# Tâches à réaliser
A. Répondez aux questions suivantes à partir de l'entretien sur l'Irak.
(i) Quelles nationalités de morts sont énumérées dans la première réponse ?
(ii) Quelle organisation pense que les civils irakiens prennent le parti de l'action violente ?
(iii) Quelle formule les représentants américains sur place continuent-ils d'employer ?
B. Rassemblez toutes les lignes des enregistrements qui contiennent le mot "large".

Q - Est-ce que le temps est venu de changer de stratégie en Irak ?
R - La communauté internationale ne peut plus attendre. Nous le voyons chaque jour. Il y a un engrenage en Irak. Des morts américains, des morts britanniques, italiens, espagnols, polonais. Combien de morts faudra-t-il compter encore avant de comprendre qu'il est essentiel de changer d'approche ?
Q - Même la CIA pense que les civils irakiens sont en train de prendre le parti de l'action violente. La guérilla va augmenter et s'étendre, en tout il y a ce risque. Est-ce que vous le ressentez comme cela vous-même ?
R - Oui, l'engrenage c'est à la fois l'accroissement des forces, des groupes, des réseaux terroristes et c'est en même temps l'amalgame fait avec des forces nationalistes, islamistes. Et c'est bien là le risque. C'est que finalement des motivations très différentes conduisent au même résultat, c'est-à-dire au choix de la violence. C'est pour cela que nous disons que l'approche sécuritaire, l'approche militaire seule, ne peut pas conduire à un apaisement des esprits en Irak, ne peut pas conduire à la reconstruction de l'Irak. Il faut une approche politique pour dissocier ces facteurs de violence, ces groupes terroristes, de l'ensemble de ceux qui ne veulent plus d'un régime d'occupation en Irak.
Q - Est-ce que vous sentez que c'est un moment particulier, là, maintenant ?
R - Oui, c'est un moment particulier parce qu'il y a, aujourd'hui aux Etats-Unis, une prise de conscience du véritable enjeu. On voit bien les limites de la politique qui est menée. Alors, bien sûr, des représentants américains sur place continuent de tenir le vieux langage de tous les gouverneurs, dans tous les régimes d'occupation du monde : "encore un peu de temps". Le temps malheureusement, aujourd'hui, ce sont des morts.

# Informations fournies
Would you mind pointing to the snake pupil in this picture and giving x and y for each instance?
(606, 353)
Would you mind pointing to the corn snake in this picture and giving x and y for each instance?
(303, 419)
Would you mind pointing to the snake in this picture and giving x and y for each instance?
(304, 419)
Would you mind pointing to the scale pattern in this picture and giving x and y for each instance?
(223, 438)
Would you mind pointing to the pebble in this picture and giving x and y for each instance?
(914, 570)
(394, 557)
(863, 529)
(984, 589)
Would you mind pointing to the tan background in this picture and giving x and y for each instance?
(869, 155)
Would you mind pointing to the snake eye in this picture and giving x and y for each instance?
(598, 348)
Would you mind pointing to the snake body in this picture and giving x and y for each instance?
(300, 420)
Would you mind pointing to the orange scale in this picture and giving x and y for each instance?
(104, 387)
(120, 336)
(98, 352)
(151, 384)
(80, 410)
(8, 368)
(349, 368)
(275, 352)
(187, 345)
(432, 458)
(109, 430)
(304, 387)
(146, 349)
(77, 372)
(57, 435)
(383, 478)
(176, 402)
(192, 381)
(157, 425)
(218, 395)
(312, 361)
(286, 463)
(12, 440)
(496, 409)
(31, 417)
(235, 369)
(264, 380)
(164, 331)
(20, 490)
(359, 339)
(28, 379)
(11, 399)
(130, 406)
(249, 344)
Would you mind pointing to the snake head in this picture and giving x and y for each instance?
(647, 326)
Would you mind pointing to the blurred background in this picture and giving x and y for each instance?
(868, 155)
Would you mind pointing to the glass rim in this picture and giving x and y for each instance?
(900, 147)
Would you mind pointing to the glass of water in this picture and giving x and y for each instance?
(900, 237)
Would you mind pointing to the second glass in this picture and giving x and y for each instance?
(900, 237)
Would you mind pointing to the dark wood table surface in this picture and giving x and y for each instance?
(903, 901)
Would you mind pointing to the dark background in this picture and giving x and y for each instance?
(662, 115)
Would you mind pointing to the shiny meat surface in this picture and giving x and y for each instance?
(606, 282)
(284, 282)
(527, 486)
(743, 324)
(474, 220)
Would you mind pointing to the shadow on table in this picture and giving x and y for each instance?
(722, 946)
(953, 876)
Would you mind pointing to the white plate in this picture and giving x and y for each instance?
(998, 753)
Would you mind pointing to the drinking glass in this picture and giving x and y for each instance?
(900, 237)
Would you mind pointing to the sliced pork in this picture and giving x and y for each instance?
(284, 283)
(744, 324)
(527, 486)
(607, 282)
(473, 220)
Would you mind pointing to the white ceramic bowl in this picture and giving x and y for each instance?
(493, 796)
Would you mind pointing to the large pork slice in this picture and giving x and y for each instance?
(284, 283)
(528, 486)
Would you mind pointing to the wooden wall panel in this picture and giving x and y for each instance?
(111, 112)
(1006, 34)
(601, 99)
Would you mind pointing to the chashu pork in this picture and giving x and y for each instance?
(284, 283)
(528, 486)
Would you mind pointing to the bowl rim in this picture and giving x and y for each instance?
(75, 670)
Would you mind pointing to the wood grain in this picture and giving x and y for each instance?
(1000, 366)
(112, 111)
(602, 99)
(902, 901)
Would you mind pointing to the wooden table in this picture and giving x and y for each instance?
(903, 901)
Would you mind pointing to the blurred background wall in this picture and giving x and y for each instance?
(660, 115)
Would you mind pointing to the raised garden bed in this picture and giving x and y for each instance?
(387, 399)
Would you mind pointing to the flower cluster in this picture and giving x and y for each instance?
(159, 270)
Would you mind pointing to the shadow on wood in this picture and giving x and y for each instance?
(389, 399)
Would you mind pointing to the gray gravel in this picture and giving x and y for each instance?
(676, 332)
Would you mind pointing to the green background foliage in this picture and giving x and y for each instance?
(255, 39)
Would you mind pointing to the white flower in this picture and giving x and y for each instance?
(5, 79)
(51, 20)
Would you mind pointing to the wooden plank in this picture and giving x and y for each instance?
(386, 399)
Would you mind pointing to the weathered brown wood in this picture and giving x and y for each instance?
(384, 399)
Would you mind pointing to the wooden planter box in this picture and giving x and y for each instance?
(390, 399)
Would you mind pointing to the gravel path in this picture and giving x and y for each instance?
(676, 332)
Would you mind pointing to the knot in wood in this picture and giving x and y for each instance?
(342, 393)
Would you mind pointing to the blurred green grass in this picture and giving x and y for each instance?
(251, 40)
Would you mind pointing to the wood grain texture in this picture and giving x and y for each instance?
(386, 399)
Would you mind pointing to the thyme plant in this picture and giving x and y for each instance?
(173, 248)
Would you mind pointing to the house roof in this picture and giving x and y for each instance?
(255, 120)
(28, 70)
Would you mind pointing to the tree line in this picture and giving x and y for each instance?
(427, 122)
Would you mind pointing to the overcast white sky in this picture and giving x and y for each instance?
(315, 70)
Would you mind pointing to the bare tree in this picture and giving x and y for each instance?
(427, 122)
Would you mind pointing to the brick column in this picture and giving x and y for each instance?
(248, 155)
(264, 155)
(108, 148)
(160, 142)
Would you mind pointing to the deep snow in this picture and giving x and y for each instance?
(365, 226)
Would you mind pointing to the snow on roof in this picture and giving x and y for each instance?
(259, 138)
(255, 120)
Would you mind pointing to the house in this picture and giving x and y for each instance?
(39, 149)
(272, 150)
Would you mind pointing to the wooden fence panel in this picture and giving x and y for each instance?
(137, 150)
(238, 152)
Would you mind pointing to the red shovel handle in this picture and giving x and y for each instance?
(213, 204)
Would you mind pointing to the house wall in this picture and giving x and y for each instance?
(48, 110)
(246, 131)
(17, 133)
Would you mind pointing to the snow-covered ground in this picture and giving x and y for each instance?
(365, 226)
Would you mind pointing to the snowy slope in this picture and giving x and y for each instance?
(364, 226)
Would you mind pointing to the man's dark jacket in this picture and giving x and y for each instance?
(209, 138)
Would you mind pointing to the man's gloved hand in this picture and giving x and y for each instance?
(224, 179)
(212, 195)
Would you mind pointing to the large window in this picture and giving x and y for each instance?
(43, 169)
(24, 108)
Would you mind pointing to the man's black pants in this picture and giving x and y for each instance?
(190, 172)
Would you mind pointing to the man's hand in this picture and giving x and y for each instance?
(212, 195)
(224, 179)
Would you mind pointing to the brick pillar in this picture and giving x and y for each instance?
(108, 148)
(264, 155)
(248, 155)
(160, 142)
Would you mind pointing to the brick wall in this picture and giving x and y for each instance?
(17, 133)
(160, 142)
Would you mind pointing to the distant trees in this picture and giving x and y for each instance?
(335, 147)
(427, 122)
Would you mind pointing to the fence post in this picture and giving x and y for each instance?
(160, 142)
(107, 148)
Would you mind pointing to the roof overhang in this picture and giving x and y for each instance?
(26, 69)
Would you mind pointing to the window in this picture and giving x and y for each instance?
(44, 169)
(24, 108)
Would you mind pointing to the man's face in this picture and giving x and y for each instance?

# Résultats par tâche
A.
(i) Américains, britanniques, italiens, espagnols et polonais.
(ii) La CIA.
(iii) « encore un peu de temps »

B.
Would you mind pointing to the large pork slice in this picture and giving x and y for each instance?
Would you mind pointing to the large window in this picture and giving x and y for each instance?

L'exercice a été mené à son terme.